(Collected data entries)
::::::

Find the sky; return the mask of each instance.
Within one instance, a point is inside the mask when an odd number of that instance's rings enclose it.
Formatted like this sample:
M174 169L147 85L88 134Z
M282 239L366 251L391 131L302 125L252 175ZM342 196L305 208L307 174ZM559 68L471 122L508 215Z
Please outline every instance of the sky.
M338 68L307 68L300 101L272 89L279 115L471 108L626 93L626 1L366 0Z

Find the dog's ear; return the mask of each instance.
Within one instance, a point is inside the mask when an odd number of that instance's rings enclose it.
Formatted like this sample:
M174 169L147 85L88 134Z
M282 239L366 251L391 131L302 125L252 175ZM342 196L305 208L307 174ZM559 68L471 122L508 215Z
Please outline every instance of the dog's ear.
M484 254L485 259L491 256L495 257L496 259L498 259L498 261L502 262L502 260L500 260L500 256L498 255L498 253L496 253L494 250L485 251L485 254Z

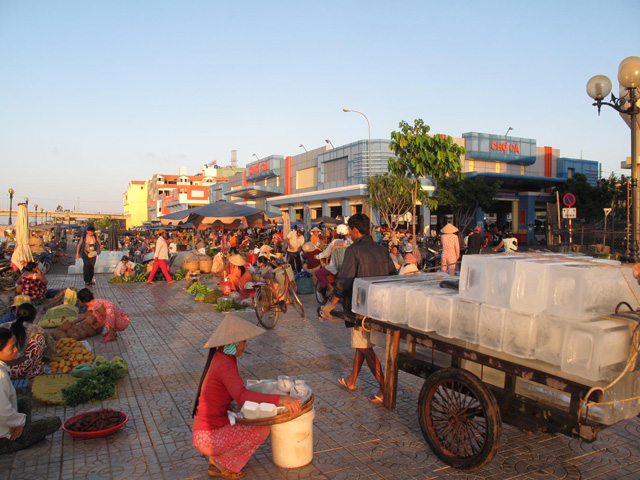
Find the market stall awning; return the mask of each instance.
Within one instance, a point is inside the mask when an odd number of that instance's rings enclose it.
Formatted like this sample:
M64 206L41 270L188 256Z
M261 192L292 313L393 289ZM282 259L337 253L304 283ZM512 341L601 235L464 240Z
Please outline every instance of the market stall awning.
M236 188L225 192L223 195L227 197L249 197L264 198L284 195L284 187L269 187L265 185L255 185L250 187Z
M202 228L244 228L263 225L268 222L264 210L218 201L202 207L190 208L182 212L170 213L160 217L163 225L180 225L191 222L194 227Z

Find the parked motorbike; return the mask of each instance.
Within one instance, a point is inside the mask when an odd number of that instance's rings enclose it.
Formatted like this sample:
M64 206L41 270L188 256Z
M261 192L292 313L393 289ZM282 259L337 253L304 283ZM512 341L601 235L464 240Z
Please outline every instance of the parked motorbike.
M433 271L442 264L442 250L436 247L427 247L426 253L422 255L422 268Z
M44 252L38 253L33 256L34 261L38 262L38 268L44 274L51 270L53 260L51 259L51 253L45 249Z
M19 277L20 271L11 268L11 259L0 259L0 288L9 290L15 287Z

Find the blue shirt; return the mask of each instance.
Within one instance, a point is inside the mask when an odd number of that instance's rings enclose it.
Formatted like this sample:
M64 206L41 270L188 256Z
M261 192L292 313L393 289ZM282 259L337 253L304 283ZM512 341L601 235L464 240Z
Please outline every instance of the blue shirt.
M16 312L11 308L7 313L5 313L2 318L0 318L0 324L13 322L16 319Z

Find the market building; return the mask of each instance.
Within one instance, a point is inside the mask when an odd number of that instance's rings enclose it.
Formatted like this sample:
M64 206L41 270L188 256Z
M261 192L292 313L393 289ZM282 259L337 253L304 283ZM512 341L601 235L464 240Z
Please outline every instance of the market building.
M555 201L553 187L576 173L598 181L598 162L561 157L558 149L538 147L535 139L469 132L453 140L466 148L462 171L468 177L483 177L488 183L500 181L498 204L494 212L478 209L476 222L484 227L490 219L510 226L521 241L535 244L536 218L546 214L546 205ZM247 164L242 173L228 182L211 186L212 201L227 200L256 208L288 212L290 218L303 221L305 212L311 219L321 216L349 217L368 211L366 178L387 172L389 140L359 140L330 148L324 146L287 156L271 155ZM425 190L434 192L433 183L423 182ZM435 226L436 212L418 206L419 228ZM434 215L432 215L434 213ZM374 223L379 219L371 212Z

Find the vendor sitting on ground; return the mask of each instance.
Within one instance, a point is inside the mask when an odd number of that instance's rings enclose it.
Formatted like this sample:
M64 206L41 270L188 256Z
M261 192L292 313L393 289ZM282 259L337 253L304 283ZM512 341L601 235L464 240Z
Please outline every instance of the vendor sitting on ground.
M107 333L104 334L101 343L117 340L118 332L126 330L129 326L129 317L120 307L108 300L93 298L93 293L88 288L78 292L78 304L81 307L86 306L87 313L80 315L73 323L86 320L96 330L105 327Z
M16 337L0 328L0 454L13 453L39 442L60 428L58 417L31 421L31 399L18 401L7 363L16 358Z
M231 255L229 258L231 264L231 272L228 279L231 282L232 290L241 290L244 286L253 280L251 272L247 268L247 262L242 255Z
M209 356L200 379L193 407L193 446L208 457L209 475L242 478L242 469L269 436L266 425L231 425L227 411L234 400L284 405L291 416L300 413L298 400L286 395L267 395L247 390L238 371L238 357L247 340L266 330L243 318L228 314L204 348Z
M20 290L18 293L28 295L33 303L39 304L47 295L47 283L44 274L38 270L38 264L29 262L25 265L16 285L17 290Z
M16 311L18 307L24 303L31 303L31 298L28 295L16 295L16 298L13 299L13 303L11 304L11 310L0 318L0 325L13 322L17 317Z
M36 307L24 303L18 307L15 322L5 324L5 328L13 332L18 347L17 357L9 363L11 378L32 378L40 375L44 371L45 357L53 356L53 351L47 353L48 334L33 323L35 319ZM51 340L49 343L51 344Z
M273 266L269 262L269 259L261 255L258 257L258 268L260 269L260 279L264 280L266 277L273 276Z
M120 263L113 270L115 277L135 277L136 264L129 260L126 255L120 259Z

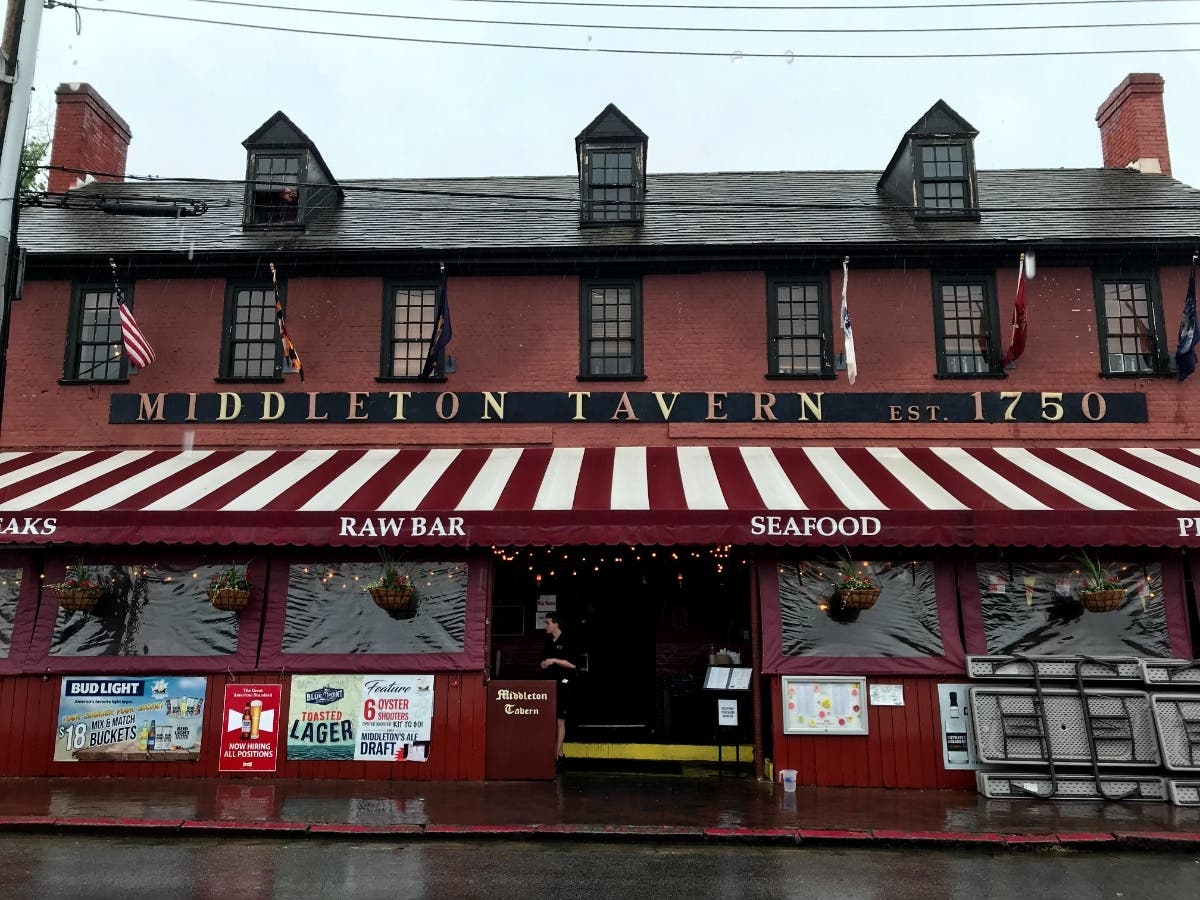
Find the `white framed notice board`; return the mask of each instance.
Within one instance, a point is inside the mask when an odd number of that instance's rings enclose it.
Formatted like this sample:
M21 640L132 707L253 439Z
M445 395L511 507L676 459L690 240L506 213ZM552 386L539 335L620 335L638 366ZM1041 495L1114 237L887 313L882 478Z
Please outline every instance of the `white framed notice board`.
M865 676L784 675L784 734L866 734Z

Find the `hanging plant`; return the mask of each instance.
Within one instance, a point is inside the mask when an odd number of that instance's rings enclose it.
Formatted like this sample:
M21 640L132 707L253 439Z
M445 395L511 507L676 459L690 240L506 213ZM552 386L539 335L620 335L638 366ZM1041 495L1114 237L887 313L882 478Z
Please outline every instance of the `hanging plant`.
M1076 557L1083 570L1083 586L1079 589L1079 602L1089 612L1112 612L1125 600L1125 586L1100 564L1100 558L1088 556L1083 551Z
M883 592L865 568L856 566L849 555L838 561L837 579L834 590L846 609L870 609Z
M246 575L245 566L228 566L208 582L208 600L222 612L241 612L250 602L254 586Z
M67 568L62 581L46 587L58 595L58 605L68 612L91 612L104 593L100 575L82 560Z
M417 614L417 594L412 578L401 572L395 560L383 555L383 571L367 585L367 593L375 605L395 618L411 619Z

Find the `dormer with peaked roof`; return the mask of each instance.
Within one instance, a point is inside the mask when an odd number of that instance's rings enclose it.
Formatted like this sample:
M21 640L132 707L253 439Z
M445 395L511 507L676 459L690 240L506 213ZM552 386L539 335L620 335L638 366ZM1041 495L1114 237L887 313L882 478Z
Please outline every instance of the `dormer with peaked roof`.
M908 129L878 189L920 218L979 218L975 137L979 132L944 100Z
M646 200L645 132L608 104L579 136L579 222L612 225L642 221Z
M282 112L246 140L246 227L303 228L342 189L316 145Z

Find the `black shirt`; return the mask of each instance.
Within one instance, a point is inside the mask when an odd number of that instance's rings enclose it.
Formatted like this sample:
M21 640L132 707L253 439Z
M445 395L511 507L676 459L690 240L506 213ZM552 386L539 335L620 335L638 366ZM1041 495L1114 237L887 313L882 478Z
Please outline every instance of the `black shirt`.
M546 643L542 647L542 659L564 659L567 662L574 662L571 659L571 651L567 643L567 633L565 631L560 631L558 637L546 635ZM546 668L546 674L559 683L570 678L573 671L573 669L559 665L552 665Z

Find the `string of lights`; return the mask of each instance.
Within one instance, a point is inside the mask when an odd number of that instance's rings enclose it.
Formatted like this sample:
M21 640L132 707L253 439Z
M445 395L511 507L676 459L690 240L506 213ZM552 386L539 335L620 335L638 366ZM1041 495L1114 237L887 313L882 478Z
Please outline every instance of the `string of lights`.
M310 13L328 16L347 16L366 19L391 19L408 22L437 22L453 25L501 25L521 28L576 28L594 31L659 31L659 32L704 32L721 34L959 34L974 32L1025 32L1025 31L1071 31L1096 30L1107 28L1189 28L1200 25L1200 22L1064 22L1042 25L937 25L937 26L905 26L905 27L835 27L794 28L775 26L769 28L752 28L747 26L726 27L713 25L628 25L599 22L542 22L535 20L511 19L478 19L449 16L418 16L405 13L368 12L354 9L328 9L313 6L288 6L275 3L248 3L246 0L186 0L188 3L201 3L208 6L232 6L242 9L272 10L288 13Z
M78 3L64 3L60 0L47 0L47 5L51 8L64 7L74 10L85 10L88 12L111 13L123 16L136 16L145 19L158 19L170 22L182 22L188 24L201 25L217 25L228 28L242 28L253 31L267 31L279 34L307 34L319 37L336 37L348 38L362 41L382 41L391 43L403 44L423 44L443 47L483 47L499 50L539 50L558 53L599 53L599 54L618 54L632 56L658 56L658 57L690 57L690 58L707 58L707 59L779 59L784 61L795 61L813 59L841 59L841 60L866 60L866 59L891 59L891 60L933 60L933 59L1029 59L1038 57L1088 57L1088 56L1128 56L1128 55L1148 55L1148 54L1178 54L1178 53L1196 53L1200 52L1198 47L1111 47L1111 48L1089 48L1089 49L1057 49L1057 50L955 50L937 53L928 52L898 52L898 51L883 51L883 52L829 52L815 53L792 50L784 50L781 52L772 51L742 51L742 50L682 50L682 49L666 49L666 48L635 48L635 47L596 47L591 44L571 47L558 44L530 44L502 41L469 41L469 40L454 40L450 38L431 38L431 37L411 37L407 35L394 34L369 34L363 32L351 31L330 31L319 28L299 28L295 26L284 25L262 25L252 22L232 22L227 19L207 19L199 16L175 16L167 13L157 12L142 12L132 9L116 9L109 6L86 6Z
M853 12L897 10L1019 9L1042 6L1142 6L1149 3L1188 3L1194 0L952 0L949 3L838 3L830 4L731 4L731 3L613 3L606 0L446 0L447 3L490 3L504 6L604 7L606 9L732 9L763 12Z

::::::

◆ **Your task**
Work out how many lines of the records contain the word "Find". Give that number and nothing more.

◆ **Response to this task**
12